> **SUPPLIED INFORMATION**
+===+

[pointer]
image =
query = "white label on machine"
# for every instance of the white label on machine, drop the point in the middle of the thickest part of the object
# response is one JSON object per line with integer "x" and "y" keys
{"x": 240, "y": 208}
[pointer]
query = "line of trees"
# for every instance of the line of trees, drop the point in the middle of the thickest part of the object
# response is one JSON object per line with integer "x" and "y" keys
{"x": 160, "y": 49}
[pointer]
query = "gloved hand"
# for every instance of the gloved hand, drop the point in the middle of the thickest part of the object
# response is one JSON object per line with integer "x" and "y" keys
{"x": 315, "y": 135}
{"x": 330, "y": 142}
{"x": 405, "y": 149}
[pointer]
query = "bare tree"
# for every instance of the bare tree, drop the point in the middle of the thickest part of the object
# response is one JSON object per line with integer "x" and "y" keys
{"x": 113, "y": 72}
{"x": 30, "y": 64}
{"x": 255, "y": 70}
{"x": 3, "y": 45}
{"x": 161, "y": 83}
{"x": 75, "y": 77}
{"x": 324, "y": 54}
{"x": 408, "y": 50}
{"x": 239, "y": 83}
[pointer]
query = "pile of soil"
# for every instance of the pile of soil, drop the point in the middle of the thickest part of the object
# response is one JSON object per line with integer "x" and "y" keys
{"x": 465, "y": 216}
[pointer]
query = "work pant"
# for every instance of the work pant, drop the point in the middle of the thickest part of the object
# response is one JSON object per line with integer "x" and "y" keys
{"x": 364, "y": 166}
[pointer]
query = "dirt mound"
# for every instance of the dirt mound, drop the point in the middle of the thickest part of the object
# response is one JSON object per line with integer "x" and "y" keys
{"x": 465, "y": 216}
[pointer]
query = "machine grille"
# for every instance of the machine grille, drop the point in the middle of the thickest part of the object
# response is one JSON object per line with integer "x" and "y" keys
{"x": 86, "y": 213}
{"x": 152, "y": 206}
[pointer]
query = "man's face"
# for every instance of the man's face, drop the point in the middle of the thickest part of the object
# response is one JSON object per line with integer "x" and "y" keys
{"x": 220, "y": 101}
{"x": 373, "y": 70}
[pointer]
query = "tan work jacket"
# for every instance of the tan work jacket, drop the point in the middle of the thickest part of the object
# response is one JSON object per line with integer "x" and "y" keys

+===+

> **TASK OBJECTIVE**
Go through the listing and transcribe all of it exactly.

> **TASK OUTPUT**
[pointer]
image =
query = "white label on machine"
# for every instance of the white label on machine, drop the point in the middle of the thickest part of the object
# response is one JSON object per line with integer "x" and "y" keys
{"x": 240, "y": 208}
[pointer]
query = "line of trees"
# for every instance of the line of trees, drop the point in the middle of the thickest part of the object
# response is one JSON object per line with integer "x" and "y" keys
{"x": 160, "y": 49}
[pointer]
query = "gloved hand"
# for every instance of the gloved hand, drop the point in the middle of the thickest part of the object
# response is one JSON object per line with integer "x" and "y" keys
{"x": 315, "y": 135}
{"x": 330, "y": 142}
{"x": 405, "y": 149}
[pointer]
query = "bare tree"
# for every instance of the bare tree, drop the point in the middle of the thickest part of the object
# response is one JSON object per line with integer "x" and "y" keys
{"x": 113, "y": 72}
{"x": 30, "y": 64}
{"x": 255, "y": 70}
{"x": 3, "y": 45}
{"x": 161, "y": 83}
{"x": 75, "y": 77}
{"x": 324, "y": 54}
{"x": 408, "y": 50}
{"x": 239, "y": 83}
[pointer]
query = "pile of soil"
# for every instance of the pile of soil, drop the point in the middle of the thickest part of the object
# response is one JSON object per line with integer "x" and "y" keys
{"x": 465, "y": 216}
[pointer]
query = "work pant"
# for every instance of the work pant, drop the point in the middle of the thickest part of the object
# response is one JSON object per line with integer "x" and "y" keys
{"x": 364, "y": 166}
[pointer]
query = "dirt mound"
# for every instance of the dirt mound, drop the point in the middle of the thickest part of the object
# response is one JSON object per line with integer "x" and "y" keys
{"x": 465, "y": 216}
[pointer]
query = "machine grille"
# for every instance of the machine grille, drop the point in the middle of the thickest part of the object
# response is one JSON object per line with integer "x" and "y" keys
{"x": 86, "y": 213}
{"x": 152, "y": 206}
[pointer]
query = "man's face"
# for every instance of the man's face, drop the point in the middle of the thickest part of the object
# response is one JSON object per line with integer "x" and "y" keys
{"x": 220, "y": 101}
{"x": 373, "y": 70}
[pointer]
query = "tan work jacket"
# for every instance of the tan work jacket, drop the point in the middle of the thickest part of the object
# response is one JSON object per line with integer "x" and "y" keys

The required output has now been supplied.